··· Exercise data

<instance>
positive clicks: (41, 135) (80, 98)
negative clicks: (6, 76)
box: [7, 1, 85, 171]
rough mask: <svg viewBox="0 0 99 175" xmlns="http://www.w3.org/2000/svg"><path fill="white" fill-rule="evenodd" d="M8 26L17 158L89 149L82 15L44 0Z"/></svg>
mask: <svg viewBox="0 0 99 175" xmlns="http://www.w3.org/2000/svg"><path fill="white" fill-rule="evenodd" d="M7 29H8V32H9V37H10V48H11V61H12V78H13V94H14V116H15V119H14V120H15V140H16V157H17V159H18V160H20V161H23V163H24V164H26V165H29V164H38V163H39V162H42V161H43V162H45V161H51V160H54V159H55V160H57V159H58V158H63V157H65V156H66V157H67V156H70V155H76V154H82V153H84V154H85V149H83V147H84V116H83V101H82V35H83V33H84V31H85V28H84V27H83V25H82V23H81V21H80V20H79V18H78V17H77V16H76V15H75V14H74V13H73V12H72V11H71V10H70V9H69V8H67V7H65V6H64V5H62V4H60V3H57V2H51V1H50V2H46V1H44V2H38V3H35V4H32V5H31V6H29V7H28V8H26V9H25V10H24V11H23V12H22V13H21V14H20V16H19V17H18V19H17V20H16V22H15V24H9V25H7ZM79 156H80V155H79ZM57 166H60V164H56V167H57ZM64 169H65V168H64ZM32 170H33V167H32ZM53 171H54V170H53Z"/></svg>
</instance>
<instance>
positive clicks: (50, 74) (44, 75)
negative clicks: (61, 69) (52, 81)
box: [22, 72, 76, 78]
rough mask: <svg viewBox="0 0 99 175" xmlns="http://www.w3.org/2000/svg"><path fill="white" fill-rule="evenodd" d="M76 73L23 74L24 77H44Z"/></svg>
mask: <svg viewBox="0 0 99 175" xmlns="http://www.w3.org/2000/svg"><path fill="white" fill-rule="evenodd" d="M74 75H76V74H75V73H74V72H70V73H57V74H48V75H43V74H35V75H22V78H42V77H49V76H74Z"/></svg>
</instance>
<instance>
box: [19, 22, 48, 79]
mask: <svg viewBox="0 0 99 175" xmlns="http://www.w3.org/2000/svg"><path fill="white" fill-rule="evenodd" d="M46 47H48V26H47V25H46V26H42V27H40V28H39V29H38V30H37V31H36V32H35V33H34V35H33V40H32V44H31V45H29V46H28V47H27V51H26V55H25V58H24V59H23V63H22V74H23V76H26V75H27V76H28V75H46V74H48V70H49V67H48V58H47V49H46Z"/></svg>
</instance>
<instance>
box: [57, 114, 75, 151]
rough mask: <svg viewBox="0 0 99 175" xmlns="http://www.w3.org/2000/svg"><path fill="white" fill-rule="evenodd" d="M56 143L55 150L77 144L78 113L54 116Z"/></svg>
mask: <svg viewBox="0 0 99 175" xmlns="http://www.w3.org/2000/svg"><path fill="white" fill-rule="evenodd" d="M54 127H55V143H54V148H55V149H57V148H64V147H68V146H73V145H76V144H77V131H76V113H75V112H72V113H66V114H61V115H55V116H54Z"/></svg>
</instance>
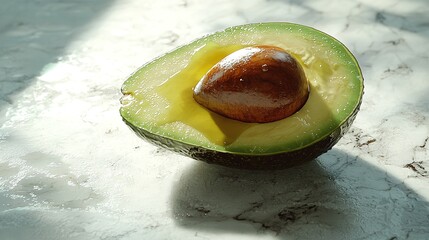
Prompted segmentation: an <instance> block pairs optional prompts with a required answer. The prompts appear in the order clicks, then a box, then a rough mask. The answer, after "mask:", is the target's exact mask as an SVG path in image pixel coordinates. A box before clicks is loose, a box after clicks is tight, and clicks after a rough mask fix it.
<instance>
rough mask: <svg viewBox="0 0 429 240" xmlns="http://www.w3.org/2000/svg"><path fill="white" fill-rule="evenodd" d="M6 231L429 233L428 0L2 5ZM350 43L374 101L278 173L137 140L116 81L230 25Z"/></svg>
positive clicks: (1, 62)
mask: <svg viewBox="0 0 429 240" xmlns="http://www.w3.org/2000/svg"><path fill="white" fill-rule="evenodd" d="M0 5H1V6H2V7H1V8H0V239H7V240H9V239H11V240H15V239H320V238H322V239H428V238H429V173H428V171H429V153H428V152H429V121H428V119H429V97H428V93H429V81H428V79H427V76H428V74H429V68H428V66H429V45H428V44H427V43H428V41H429V17H428V15H427V13H428V12H429V4H428V2H427V1H426V0H410V1H393V0H392V1H388V0H383V1H367V0H359V1H339V0H334V1H327V0H317V1H294V0H290V1H281V0H266V1H263V0H253V1H244V0H240V1H211V2H208V1H206V2H203V1H196V0H180V1H179V0H177V1H175V0H169V1H157V2H147V1H137V0H126V1H101V0H94V1H57V0H54V1H47V0H40V1H33V2H27V1H21V0H17V1H4V0H0ZM263 21H289V22H296V23H300V24H304V25H309V26H313V27H315V28H318V29H320V30H322V31H324V32H327V33H328V34H330V35H332V36H334V37H336V38H337V39H339V40H340V41H342V42H343V43H344V44H345V45H346V46H347V47H348V48H349V49H350V50H351V51H352V52H353V53H354V54H355V56H356V57H357V59H358V61H359V63H360V65H361V67H362V71H363V74H364V77H365V96H364V99H363V102H362V106H361V111H360V112H359V114H358V116H357V118H356V120H355V122H354V124H353V126H352V128H351V130H350V131H349V132H348V133H347V134H346V135H345V136H344V138H343V139H341V140H340V142H339V143H338V144H337V145H336V146H335V147H334V148H333V149H332V150H331V151H329V152H328V153H326V154H324V155H322V156H321V157H319V158H318V159H317V160H316V161H314V162H311V163H309V164H306V165H303V166H300V167H297V168H293V169H287V170H282V171H275V172H254V171H239V170H234V169H227V168H223V167H216V166H211V165H207V164H204V163H199V162H196V161H194V160H191V159H189V158H186V157H183V156H178V155H176V154H174V153H171V152H168V151H165V150H162V149H158V148H156V147H154V146H152V145H150V144H148V143H146V142H143V141H141V140H140V139H138V138H137V137H136V136H134V134H133V133H132V132H131V131H130V130H129V129H128V128H127V127H126V126H125V124H123V123H122V120H121V118H120V116H119V113H118V109H119V98H120V95H121V94H120V91H119V89H120V87H121V85H122V83H123V81H124V80H125V79H126V78H127V76H128V75H129V74H130V73H132V72H133V71H134V70H135V69H136V68H138V67H139V66H141V65H142V64H143V63H145V62H147V61H149V60H151V59H153V58H154V57H156V56H158V55H160V54H162V53H165V52H167V51H170V50H172V49H173V48H175V47H177V46H180V45H182V44H185V43H187V42H189V41H191V40H193V39H195V38H197V37H201V36H202V35H204V34H207V33H210V32H213V31H216V30H221V29H223V28H225V27H228V26H232V25H239V24H245V23H250V22H263Z"/></svg>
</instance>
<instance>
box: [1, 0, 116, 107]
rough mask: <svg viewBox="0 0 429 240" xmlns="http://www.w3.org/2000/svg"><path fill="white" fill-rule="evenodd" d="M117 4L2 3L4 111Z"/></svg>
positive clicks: (50, 0)
mask: <svg viewBox="0 0 429 240" xmlns="http://www.w3.org/2000/svg"><path fill="white" fill-rule="evenodd" d="M113 2H114V0H95V1H51V0H40V1H25V0H17V1H8V0H0V6H2V7H1V8H0V110H2V108H4V107H5V106H6V107H7V105H12V104H13V102H14V97H13V96H14V95H15V94H17V93H19V92H21V91H22V90H23V89H25V88H27V87H28V86H29V85H31V84H32V83H33V82H34V81H35V79H36V77H37V76H38V75H40V73H41V72H42V71H43V68H44V67H46V66H47V65H49V64H50V63H55V62H57V61H59V58H61V57H63V55H64V53H65V51H66V50H67V47H68V45H69V44H70V43H71V42H72V41H73V40H75V39H76V38H77V37H78V36H79V35H80V34H81V33H82V32H84V30H85V27H86V26H88V25H89V24H90V23H91V22H93V21H94V20H96V19H97V17H98V16H99V15H101V14H102V13H103V12H105V10H106V9H107V8H108V7H109V6H110V5H112V3H113Z"/></svg>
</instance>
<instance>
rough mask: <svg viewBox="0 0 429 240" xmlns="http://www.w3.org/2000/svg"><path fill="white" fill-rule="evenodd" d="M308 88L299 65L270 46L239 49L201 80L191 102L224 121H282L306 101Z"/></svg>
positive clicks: (229, 56) (257, 46)
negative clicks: (222, 116) (196, 102)
mask: <svg viewBox="0 0 429 240" xmlns="http://www.w3.org/2000/svg"><path fill="white" fill-rule="evenodd" d="M308 95H309V85H308V81H307V78H306V77H305V74H304V71H303V69H302V67H301V66H300V65H299V63H298V62H297V61H296V60H295V59H294V58H293V57H292V56H291V55H290V54H289V53H287V52H286V51H284V50H283V49H281V48H278V47H273V46H255V47H246V48H243V49H240V50H238V51H236V52H233V53H232V54H230V55H228V56H226V57H225V58H224V59H222V60H221V61H220V62H218V63H217V64H216V65H214V66H213V67H212V68H211V69H210V70H209V71H208V72H207V73H206V75H204V76H203V77H202V79H201V80H200V81H199V82H198V84H197V85H196V86H195V88H194V99H195V101H197V102H198V103H199V104H201V105H202V106H204V107H206V108H208V109H209V110H212V111H213V112H216V113H218V114H220V115H223V116H225V117H228V118H232V119H235V120H239V121H243V122H253V123H265V122H272V121H277V120H280V119H283V118H286V117H288V116H290V115H292V114H294V113H295V112H297V111H298V110H299V109H300V108H301V107H302V106H303V105H304V103H305V102H306V101H307V98H308Z"/></svg>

······

• _Your objective_
For this exercise, please output exactly the lines above starting at the line with "positive clicks: (41, 135) (80, 98)" and ending at the line with "box: [7, 1, 85, 171]", ends included.

• _Answer for the task_
positive clicks: (41, 135) (80, 98)
negative clicks: (6, 76)
box: [7, 1, 85, 171]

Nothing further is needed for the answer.